- _EXERCISE DETAILS_: Transcribe the data below verbatim, line for line, and leave the pictures out of your output.

- _LISTED RECORDS_:
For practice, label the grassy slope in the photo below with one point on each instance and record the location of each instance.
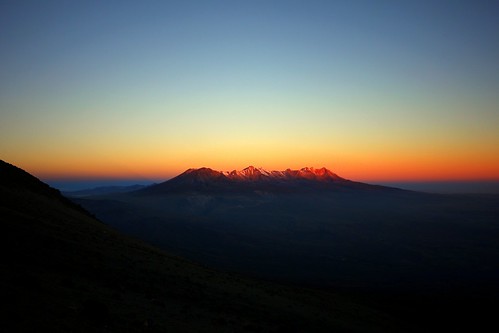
(64, 271)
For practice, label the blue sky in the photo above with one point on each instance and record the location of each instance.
(373, 90)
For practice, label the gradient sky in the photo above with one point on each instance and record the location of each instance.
(373, 90)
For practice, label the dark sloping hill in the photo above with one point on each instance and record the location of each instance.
(251, 180)
(64, 271)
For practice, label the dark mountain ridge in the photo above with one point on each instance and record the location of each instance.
(253, 179)
(65, 271)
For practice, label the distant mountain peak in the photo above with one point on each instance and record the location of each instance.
(252, 173)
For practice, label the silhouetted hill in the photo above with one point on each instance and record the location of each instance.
(64, 271)
(253, 179)
(430, 259)
(101, 190)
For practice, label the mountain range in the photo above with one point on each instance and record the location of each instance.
(252, 179)
(65, 271)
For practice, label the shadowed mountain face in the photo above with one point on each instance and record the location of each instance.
(416, 253)
(64, 271)
(253, 179)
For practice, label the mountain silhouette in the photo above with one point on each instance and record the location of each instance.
(252, 179)
(65, 271)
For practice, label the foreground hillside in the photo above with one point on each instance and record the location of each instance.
(64, 271)
(430, 260)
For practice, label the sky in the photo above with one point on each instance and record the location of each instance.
(373, 90)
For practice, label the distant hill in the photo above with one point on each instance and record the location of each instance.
(430, 259)
(65, 271)
(101, 190)
(253, 179)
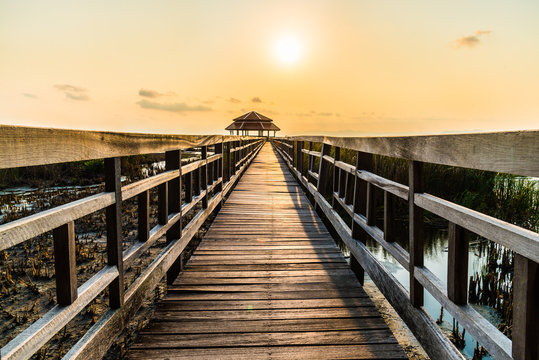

- _ANSWER IN FULL_:
For practice, label the grassy slope in the photo below with one point on each instance and record the location of each instance.
(64, 271)
For practice, label the blue sky in the photo above with one point on each instance and record the location of each instance.
(373, 90)
For practice, label the gradient sky in the photo above with one point on each instance and record the location of each instance.
(373, 90)
For practice, label the dark sloping hill in the photo above with one point on each instance and record the location of each instance.
(251, 180)
(64, 271)
For practice, label the dark mountain ridge in the photo above with one point on each instance and record the location of each instance.
(253, 179)
(65, 271)
For practice, label the distant mountain peak in the photo above with one point on each instance and record the location of each instance.
(252, 173)
For practice, label the silhouetted hill in the photo above with one point on each instance and record the location of each instance.
(64, 271)
(253, 179)
(430, 259)
(101, 190)
For practice, label the mountain range in the photo above with one point on each instance and record the location of each instance.
(252, 179)
(65, 271)
For practice, label the shadowed mountain face in the photo above with one point on each instance and record the location of each instance.
(416, 253)
(64, 271)
(253, 179)
For practice, label the mountain silhouette in the photo above with one point on each instance and record the location of each instance.
(252, 179)
(65, 271)
For practice, label the foreground hillside in the photo above with one point on each instance and record the location of each instance.
(64, 271)
(430, 260)
For practice, label the sky in the photo above with one point on each instance and record the location of each instance.
(373, 90)
For practice, label the distant hill in the photo above with one point on each instance and record the location of each instance.
(430, 259)
(65, 271)
(101, 190)
(253, 179)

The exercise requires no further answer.